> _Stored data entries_
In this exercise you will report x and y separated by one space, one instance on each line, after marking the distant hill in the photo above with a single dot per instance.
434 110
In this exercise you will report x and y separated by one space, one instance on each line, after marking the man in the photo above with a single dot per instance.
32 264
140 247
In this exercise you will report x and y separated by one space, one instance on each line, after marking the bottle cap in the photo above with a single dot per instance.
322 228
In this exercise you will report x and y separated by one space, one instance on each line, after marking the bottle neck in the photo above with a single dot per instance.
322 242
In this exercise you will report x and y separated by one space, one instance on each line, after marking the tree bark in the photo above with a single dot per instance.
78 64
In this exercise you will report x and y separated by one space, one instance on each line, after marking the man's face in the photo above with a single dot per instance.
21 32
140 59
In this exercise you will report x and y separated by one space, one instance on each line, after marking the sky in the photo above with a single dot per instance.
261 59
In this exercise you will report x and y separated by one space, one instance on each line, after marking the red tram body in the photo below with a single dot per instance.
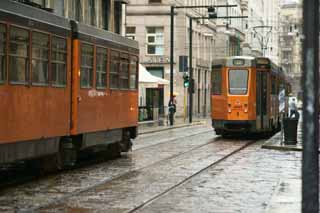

> _Task instructions_
Begin the copy at the line containing "marking the tree" and end it at the last line of the records; transcribe exactly and exclude pictures.

> _Reply_
In this exercise you will report x and y separated by one space, one instance on each line, after marking the tree bark in the photo above with a single dot per instance.
78 64
In this exercise you will report x and y separated by one space, one instance on each line, after marking the man's face in the photo above with a single dot per instance.
21 32
140 59
In this exercise you will report x and y separated by one space, one instance on each line, after marking the sky in the photo above with a single dot per instance.
261 59
In this exercise you will report x and y separated by one space, one instance on each line, after marking the red tram body in the photo below with a single dot per instance.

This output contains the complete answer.